#### Instruction 1
Reproduce the part of the passage on Galatians and works of the law starting at "And this helps" and ending at "always be required.".

#### Source
Ga 3:19 is interesting
because it says God never wanted the law!
He only invented it because of sin. Because this revelation is rejected by
those who think we should be keepers of the law (because they think that would
mean the law was bad), the next few verses show the Old Testament’s real value
was in its ability to teach.
God was so upset with the false gospel of works of the law being spread by people
like Peter (Ga 2:11,12) that
He continues in chapters 4 and 5 to stress works of faith, and to show
how bad works of the law are. For
example, the observance of feast days is called “weak and beggarly” (4:9,10), and
keeping the law is equated with walking in the lust of the flesh (5:16-18). This is consistent with He 7:16 and Ro 8:7,8.
And this helps explain why Ga 5:4 is true. If you think the works
of the law justify you, you are going about trying to establish your own
righteousness. That will cause you to fall from the scepter of grace and end up
under the First Testament Law of sin and death (as discussed in Law and Grace). But, you protest, isn’t
that exactly what I’m doing by thinking Part B justification is of works?
No. And that question makes me wonder if you’ve yet realized what the Biblical
distinction is between works and works of the law. Works,
works of faith, and good works are all the same and are anything and everything
that is a result of submissive obedience to God via His word. That will often
include things specifically mentioned in the Bible. All of these works are the
product of a selfless sense of duty that is the result of loving God and His
church – and these works are now and will always be required.
Works of the law on the other hand, are
never required because dead people (here I’m referring to Christians who died
in Christ and are therefore dead to the law) are never expected to do anything.
(Christians who are alive in Christ do need to do good works.) The works of
the law are more defined by attitude than anything else – the wrong
attitude. If you do the works of the law (which could be anything in the Bible)
for the reasons the Pharisees did them you are in trouble. But if you do those
exact same things in the Bible for the right reasons mentioned above, those
works of the law cease being works of the law and become good
works of faith.
Proper good works require David’s outlook: “I’m
already a sinner, keeping the law won’t change that. Pleasing the Judge and
relying on His mercy are my only hope. Will He be more pleased in this
situation if I keep the law or if I take the shewbread?”
Obviously we know the answer in that situation, but the choices you make in
your daily life are up to you and God: What will please Him? Let’s say you
don’t eat pork, you got your penis cut, you go to
church on Saturday, etc., because your denomination thinks at least some parts
of the works of the law should still be done. But you’ve not yet kept the
Passover and are really looking forward to it. And a big denominational
get-together is coming up for Passover, which falls on a Saturday this year!
How great is that! You’re all excited. But just before you jump into your car
to tow your camper trailer to the reserved campground, you find out the
Christian widow next door is down sick and has no one to care for her but you.

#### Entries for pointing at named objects
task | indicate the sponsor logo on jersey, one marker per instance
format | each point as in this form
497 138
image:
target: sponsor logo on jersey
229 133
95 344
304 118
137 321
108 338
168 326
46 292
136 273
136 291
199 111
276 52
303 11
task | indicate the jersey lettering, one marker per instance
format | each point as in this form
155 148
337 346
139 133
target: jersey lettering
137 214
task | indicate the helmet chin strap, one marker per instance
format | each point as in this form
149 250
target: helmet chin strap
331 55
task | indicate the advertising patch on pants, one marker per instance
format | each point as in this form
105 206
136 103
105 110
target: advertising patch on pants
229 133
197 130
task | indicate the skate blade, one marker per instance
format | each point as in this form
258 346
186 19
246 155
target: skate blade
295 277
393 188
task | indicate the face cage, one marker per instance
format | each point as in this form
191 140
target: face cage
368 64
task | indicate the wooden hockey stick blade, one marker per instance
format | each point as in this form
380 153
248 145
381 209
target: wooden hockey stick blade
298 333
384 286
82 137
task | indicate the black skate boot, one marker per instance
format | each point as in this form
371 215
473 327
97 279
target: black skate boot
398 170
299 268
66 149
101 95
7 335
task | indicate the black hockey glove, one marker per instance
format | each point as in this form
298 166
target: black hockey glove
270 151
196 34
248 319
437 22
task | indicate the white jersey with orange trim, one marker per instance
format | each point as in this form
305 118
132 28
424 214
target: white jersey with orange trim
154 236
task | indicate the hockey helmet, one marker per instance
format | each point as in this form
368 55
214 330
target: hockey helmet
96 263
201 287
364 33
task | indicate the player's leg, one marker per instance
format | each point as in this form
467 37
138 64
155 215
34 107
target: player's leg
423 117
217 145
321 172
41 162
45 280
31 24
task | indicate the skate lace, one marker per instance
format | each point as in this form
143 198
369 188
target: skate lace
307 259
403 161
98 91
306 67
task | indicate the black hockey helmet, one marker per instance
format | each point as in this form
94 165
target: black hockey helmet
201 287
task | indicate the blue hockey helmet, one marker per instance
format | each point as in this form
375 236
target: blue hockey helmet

#### Instruction 2
Turn the lines of the entries starting at the line containing "task | indicate the skate lace, one" and ending at the last line of the entries into a JSON list of strings, one string per line, with blank lines left out.

#### Solution 1
And this helps explain why Ga 5:4 is true. If you think the works
of the law justify you, you are going about trying to establish your own
righteousness. That will cause you to fall from the scepter of grace and end up
under the First Testament Law of sin and death (as discussed in Law and Grace). But, you protest, isn’t
that exactly what I’m doing by thinking Part B justification is of works?
No. And that question makes me wonder if you’ve yet realized what the Biblical
distinction is between works and works of the law. Works,
works of faith, and good works are all the same and are anything and everything
that is a result of submissive obedience to God via His word. That will often
include things specifically mentioned in the Bible. All of these works are the
product of a selfless sense of duty that is the result of loving God and His
church – and these works are now and will always be required.

#### Solution 2
[
  "task | indicate the skate lace, one marker per instance",
  "format | each point as in this form",
  "143 198",
  "369 188",
  "target: skate lace",
  "307 259",
  "403 161",
  "98 91",
  "306 67",
  "task | indicate the black hockey helmet, one marker per instance",
  "format | each point as in this form",
  "94 165",
  "target: black hockey helmet",
  "201 287",
  "task | indicate the blue hockey helmet, one marker per instance",
  "format | each point as in this form",
  "375 236",
  "target: blue hockey helmet"
]